__掲載文__
========================
アルコールのリスクに着目した保健指導の強化
 
 飲酒量が一定量を超えると脳梗塞や虚血性心疾患などのリスクが高まることが知られています。【改訂版】では、アルコールのリスクに着目した保健指導を行うことが望ましいとされ、アルコール問題のスクリーニングや減酒支援の手引きを掲載しています。
 WHOが問題飲酒を早期発見する目的で作成したアルコール使用障害同定テスト(AUDIT:Alcohol Use Disorders Identification Test)は、世界でも最もよく使われるスクリーニング法です。また減酒支援(ブリーフインターベンション)は、対象者の飲酒行動に変化をもたらすことを目的とした短時間のカウンセリングを行うもので、海外では活発に用いられています。
 この手引きは、特定健診における標準的な質問票で、日本酒換算で1~2合以上のアルコールを「毎日」または「時々」飲むと答えた人に活用することが勧められています。
 AUDITは10の質問で構成されています(表2)。合計スコアが0~7点の場合は問題飲酒なしと考えられるため介入不要、15点以上の場合はアルコール依存症が疑われるため専門医療機関への受診につなげます。
 8~14点(問題飲酒ではあるが、アルコール依存症までは至っていない)の場合、減酒支援を行います。具体的には、普段の飲酒状況の詳細を確認した上で「週に2日休肝日をつくる」などの減酒目標を立て、対象者につけてもらう飲酒日記をもとにフォローアップ支援を行います。このような簡単な支援によって飲酒量が減り、その効果が比較的長く続くことが多くの研究によって示されています。
 
表2 アルコール使用障害同定テスト(AUDIT)
vol103 hyo2
(標準的な健診・保健指導プログラム【改訂版】をもとに作成)
 
 
 健康日本21(第二次)がスタートし、健康寿命の延伸や健康格差の縮小などの実現に向けて53項目の具体的な目標が設定されました。特定健診・特定保健指導における種々の取り組みは、健康日本21(第二次)の推進、ひいては社会保障制度を持続可能なものとするためにも重要です。現場で健診・保健指導に携わる専門職には、対象者の生活習慣改善に関する知識だけでなく、健診結果などから病態を適切に判断し、必要に応じて受診勧奨するなど安全性を確保した対応をとることなど、幅広い能力が求められており、その役割により一層期待されていると言えるでしょう。
========================
__課題 1__
掲載文のうち、"アルコールのリスクに着目した保健指導の強化"を含む箇所から始め、"研究によって示されています。"までを一字も違えずに書き写すこと。
__課題 2__
掲載文によれば、AUDITの合計スコアが15点以上だった場合はどう対応するか。

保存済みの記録
========================
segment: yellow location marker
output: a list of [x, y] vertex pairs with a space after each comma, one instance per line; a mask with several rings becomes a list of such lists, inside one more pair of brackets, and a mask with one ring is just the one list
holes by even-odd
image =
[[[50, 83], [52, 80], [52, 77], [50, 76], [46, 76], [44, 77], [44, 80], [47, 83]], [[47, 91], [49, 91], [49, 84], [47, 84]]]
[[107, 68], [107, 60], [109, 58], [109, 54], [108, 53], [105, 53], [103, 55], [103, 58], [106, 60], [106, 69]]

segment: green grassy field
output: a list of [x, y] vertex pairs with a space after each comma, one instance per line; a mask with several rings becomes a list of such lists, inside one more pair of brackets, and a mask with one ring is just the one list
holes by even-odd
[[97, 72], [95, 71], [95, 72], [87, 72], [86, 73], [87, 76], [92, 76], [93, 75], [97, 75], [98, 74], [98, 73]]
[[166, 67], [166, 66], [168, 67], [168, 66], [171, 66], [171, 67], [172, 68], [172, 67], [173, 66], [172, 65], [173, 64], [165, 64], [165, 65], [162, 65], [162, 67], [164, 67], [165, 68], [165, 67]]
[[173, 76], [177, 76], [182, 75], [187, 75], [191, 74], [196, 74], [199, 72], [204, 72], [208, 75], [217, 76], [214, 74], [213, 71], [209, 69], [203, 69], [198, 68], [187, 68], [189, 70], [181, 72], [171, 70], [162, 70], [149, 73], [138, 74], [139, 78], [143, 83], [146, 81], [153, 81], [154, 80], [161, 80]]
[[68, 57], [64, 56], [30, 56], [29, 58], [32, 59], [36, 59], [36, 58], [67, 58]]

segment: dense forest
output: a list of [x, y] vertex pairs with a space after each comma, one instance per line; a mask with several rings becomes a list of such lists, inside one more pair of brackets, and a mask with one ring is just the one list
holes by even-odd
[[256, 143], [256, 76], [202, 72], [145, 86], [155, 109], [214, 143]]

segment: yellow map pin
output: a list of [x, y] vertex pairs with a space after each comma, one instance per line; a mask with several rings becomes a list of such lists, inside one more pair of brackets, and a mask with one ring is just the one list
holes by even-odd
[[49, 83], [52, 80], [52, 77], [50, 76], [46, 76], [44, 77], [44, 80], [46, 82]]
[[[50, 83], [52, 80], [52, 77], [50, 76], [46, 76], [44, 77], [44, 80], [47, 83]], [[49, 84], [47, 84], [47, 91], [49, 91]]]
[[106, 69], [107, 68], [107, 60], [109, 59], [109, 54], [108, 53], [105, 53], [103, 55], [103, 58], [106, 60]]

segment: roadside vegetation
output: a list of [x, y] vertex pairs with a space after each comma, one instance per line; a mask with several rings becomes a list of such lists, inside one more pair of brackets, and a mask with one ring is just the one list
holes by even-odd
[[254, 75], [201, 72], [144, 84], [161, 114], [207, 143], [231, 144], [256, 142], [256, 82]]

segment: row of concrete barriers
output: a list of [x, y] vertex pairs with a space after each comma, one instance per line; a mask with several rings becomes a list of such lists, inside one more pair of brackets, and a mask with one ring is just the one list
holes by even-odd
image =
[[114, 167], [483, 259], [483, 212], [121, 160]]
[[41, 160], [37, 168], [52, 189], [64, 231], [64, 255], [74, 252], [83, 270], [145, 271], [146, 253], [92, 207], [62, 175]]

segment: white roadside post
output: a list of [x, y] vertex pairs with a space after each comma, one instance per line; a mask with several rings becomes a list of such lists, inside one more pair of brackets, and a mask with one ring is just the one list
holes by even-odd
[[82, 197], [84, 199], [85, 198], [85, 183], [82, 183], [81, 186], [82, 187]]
========================
__解答 1__
アルコールのリスクに着目した保健指導の強化
 
 飲酒量が一定量を超えると脳梗塞や虚血性心疾患などのリスクが高まることが知られています。【改訂版】では、アルコールのリスクに着目した保健指導を行うことが望ましいとされ、アルコール問題のスクリーニングや減酒支援の手引きを掲載しています。
 WHOが問題飲酒を早期発見する目的で作成したアルコール使用障害同定テスト(AUDIT:Alcohol Use Disorders Identification Test)は、世界でも最もよく使われるスクリーニング法です。また減酒支援(ブリーフインターベンション)は、対象者の飲酒行動に変化をもたらすことを目的とした短時間のカウンセリングを行うもので、海外では活発に用いられています。
 この手引きは、特定健診における標準的な質問票で、日本酒換算で1~2合以上のアルコールを「毎日」または「時々」飲むと答えた人に活用することが勧められています。
 AUDITは10の質問で構成されています(表2)。合計スコアが0~7点の場合は問題飲酒なしと考えられるため介入不要、15点以上の場合はアルコール依存症が疑われるため専門医療機関への受診につなげます。
 8~14点(問題飲酒ではあるが、アルコール依存症までは至っていない)の場合、減酒支援を行います。具体的には、普段の飲酒状況の詳細を確認した上で「週に2日休肝日をつくる」などの減酒目標を立て、対象者につけてもらう飲酒日記をもとにフォローアップ支援を行います。このような簡単な支援によって飲酒量が減り、その効果が比較的長く続くことが多くの研究によって示されています。

__解答 2__
アルコール依存症が疑われるため、専門医療機関への受診につなげる。